▶ **How to complete this task**: Print exactly what the entries say, line by line, from the first line down to the one with "like [830, 447].", inclusive.

● ● ● ●

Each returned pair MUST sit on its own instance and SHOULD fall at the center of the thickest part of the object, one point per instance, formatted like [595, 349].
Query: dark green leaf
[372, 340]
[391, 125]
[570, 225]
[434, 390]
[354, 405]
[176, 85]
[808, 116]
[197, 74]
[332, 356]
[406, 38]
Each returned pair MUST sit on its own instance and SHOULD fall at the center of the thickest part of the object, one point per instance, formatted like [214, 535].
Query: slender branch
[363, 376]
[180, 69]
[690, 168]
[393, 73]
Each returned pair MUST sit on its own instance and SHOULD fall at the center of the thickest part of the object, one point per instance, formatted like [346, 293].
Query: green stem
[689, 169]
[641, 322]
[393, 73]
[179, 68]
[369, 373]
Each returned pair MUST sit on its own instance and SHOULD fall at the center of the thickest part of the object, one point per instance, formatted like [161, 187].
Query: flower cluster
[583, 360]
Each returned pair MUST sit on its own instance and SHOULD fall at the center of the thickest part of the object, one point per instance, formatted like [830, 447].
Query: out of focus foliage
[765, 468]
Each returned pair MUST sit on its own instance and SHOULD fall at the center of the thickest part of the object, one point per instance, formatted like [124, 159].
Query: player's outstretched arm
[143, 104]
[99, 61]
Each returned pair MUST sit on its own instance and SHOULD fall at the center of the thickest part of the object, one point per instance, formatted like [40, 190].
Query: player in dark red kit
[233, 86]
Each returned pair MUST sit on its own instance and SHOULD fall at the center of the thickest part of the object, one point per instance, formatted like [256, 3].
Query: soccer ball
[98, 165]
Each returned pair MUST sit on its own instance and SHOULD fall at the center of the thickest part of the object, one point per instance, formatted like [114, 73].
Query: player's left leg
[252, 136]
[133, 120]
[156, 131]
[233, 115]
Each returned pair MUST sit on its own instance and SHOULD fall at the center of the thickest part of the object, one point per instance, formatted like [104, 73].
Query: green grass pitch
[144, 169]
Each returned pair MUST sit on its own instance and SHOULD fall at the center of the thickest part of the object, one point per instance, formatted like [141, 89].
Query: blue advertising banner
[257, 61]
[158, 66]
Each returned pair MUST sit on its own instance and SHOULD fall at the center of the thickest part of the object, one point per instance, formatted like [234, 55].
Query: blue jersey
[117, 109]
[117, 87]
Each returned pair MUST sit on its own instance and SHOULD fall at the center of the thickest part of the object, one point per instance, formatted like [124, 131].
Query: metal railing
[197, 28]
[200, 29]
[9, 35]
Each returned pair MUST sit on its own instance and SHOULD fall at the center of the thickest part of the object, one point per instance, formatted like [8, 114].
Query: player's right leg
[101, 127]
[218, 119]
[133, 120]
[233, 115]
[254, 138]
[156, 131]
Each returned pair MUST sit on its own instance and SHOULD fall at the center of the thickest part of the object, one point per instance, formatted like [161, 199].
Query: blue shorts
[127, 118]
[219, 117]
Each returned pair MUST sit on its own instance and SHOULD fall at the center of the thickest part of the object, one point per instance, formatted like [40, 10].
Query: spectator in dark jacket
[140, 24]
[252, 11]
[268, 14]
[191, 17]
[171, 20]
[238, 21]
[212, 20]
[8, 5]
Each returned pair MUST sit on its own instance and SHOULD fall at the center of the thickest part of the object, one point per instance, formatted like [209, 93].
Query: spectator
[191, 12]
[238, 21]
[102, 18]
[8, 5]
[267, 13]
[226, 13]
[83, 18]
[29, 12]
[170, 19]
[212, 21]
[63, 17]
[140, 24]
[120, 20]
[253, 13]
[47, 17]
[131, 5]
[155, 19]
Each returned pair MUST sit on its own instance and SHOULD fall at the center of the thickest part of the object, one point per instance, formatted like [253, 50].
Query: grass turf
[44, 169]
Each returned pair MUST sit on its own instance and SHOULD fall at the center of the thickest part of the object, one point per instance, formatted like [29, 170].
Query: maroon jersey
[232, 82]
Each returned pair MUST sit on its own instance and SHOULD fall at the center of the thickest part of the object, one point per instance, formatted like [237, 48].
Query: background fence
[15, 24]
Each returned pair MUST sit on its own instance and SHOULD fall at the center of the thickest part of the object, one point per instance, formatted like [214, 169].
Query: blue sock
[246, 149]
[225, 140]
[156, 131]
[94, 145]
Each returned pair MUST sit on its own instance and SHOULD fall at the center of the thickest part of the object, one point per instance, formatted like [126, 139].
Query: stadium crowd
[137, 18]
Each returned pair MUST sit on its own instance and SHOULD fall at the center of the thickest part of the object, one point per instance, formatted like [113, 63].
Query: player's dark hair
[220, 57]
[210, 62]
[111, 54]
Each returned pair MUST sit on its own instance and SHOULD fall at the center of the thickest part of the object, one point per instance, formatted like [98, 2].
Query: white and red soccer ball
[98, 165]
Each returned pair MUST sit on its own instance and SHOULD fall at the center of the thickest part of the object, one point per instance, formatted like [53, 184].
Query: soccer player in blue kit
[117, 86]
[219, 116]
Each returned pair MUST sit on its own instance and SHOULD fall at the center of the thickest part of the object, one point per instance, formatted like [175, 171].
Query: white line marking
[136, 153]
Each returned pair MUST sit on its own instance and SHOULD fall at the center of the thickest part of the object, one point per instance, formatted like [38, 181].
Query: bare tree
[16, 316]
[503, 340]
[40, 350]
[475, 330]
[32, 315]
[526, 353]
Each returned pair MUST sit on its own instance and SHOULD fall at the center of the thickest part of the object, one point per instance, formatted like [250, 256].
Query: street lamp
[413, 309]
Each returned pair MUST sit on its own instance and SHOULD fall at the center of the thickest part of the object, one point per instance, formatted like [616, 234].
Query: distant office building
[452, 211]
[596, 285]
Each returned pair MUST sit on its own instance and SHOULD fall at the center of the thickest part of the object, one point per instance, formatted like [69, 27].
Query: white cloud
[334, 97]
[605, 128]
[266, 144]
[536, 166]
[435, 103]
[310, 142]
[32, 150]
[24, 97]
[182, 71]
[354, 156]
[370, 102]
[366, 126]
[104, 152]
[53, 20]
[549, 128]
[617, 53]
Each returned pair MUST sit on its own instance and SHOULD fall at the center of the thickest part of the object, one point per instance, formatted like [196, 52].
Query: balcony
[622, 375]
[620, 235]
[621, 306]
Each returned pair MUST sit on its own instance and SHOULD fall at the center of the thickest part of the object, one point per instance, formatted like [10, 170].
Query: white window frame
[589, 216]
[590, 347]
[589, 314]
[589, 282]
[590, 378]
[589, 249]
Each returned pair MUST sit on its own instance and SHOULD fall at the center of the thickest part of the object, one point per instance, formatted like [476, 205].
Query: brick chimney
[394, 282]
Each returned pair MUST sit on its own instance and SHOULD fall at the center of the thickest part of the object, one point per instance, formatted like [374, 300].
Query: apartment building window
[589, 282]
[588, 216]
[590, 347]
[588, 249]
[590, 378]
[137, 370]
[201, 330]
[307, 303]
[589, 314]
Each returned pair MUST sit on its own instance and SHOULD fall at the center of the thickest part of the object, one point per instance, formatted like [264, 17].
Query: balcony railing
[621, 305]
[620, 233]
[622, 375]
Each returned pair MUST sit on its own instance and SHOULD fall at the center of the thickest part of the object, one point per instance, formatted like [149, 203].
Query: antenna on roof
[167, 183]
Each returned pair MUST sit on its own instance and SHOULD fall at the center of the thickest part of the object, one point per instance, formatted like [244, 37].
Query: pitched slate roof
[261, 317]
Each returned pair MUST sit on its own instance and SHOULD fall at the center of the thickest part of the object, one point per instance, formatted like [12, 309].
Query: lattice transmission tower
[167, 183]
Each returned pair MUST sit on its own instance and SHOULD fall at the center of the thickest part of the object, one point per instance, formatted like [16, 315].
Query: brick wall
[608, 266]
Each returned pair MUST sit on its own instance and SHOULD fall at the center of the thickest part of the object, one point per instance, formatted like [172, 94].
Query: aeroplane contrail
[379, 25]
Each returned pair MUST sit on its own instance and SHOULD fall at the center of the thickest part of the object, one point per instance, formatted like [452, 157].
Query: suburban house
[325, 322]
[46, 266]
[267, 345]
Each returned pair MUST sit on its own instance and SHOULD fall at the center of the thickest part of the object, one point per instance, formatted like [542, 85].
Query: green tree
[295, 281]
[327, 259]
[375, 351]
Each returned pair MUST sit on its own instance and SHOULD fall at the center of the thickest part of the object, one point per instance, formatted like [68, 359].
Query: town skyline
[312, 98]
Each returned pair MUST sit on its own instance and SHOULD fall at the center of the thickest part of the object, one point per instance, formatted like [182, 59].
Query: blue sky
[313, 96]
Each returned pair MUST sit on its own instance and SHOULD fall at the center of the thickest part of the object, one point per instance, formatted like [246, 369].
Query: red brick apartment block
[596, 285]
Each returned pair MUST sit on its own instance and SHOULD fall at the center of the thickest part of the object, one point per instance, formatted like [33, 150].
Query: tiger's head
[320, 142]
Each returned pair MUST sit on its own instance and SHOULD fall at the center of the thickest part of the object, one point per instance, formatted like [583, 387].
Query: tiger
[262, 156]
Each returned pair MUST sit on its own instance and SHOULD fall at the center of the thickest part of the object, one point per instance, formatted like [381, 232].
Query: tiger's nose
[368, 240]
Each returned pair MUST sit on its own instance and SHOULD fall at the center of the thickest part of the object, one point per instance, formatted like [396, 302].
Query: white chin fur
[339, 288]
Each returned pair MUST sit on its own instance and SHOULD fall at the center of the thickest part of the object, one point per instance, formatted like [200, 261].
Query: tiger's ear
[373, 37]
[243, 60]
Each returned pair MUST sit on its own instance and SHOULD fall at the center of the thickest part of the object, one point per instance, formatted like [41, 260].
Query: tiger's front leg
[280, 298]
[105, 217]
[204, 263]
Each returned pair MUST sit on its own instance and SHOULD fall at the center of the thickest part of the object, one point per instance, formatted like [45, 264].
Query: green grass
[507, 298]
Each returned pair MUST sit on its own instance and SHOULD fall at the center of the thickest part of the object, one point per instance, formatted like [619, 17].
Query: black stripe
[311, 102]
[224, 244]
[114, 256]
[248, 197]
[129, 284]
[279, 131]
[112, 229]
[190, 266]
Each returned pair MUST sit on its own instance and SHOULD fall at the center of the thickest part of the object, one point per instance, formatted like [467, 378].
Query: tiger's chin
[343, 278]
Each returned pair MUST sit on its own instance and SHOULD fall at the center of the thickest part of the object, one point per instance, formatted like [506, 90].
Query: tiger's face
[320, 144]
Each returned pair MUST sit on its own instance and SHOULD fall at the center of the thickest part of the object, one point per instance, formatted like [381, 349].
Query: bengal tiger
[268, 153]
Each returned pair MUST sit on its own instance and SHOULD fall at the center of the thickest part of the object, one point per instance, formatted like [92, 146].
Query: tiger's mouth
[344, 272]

● ● ● ●

▶ **Task output**:
Each returned pair MUST sit on its own instance and SHOULD fall at the center of the thickest part of the object, one point per instance, formatted like [595, 349].
Query: dark green leaf
[372, 340]
[391, 125]
[570, 225]
[434, 390]
[354, 405]
[176, 85]
[808, 116]
[197, 74]
[332, 356]
[406, 38]
Each returned pair MUST sit on its own instance and SHOULD fall at the center of the thickest part of the object, one point per instance, formatted like [214, 535].
Query: slender branch
[363, 376]
[180, 69]
[690, 168]
[393, 73]
Each returned pair MUST sit on its own instance and SHOULD fall at the center of the thickest part of the object, one point per instance, formatted like [346, 293].
Query: green stem
[689, 169]
[641, 322]
[393, 73]
[179, 68]
[369, 373]
Each returned pair MUST sit on its own instance and SHOULD fall at the center of the thickest part of the object, one point per instance, formatted like [161, 187].
Query: flower cluster
[583, 360]
Each returned pair MUST sit on its own instance and SHOULD fall at the center of the thickest part of the object, one point per instance, formatted like [830, 447].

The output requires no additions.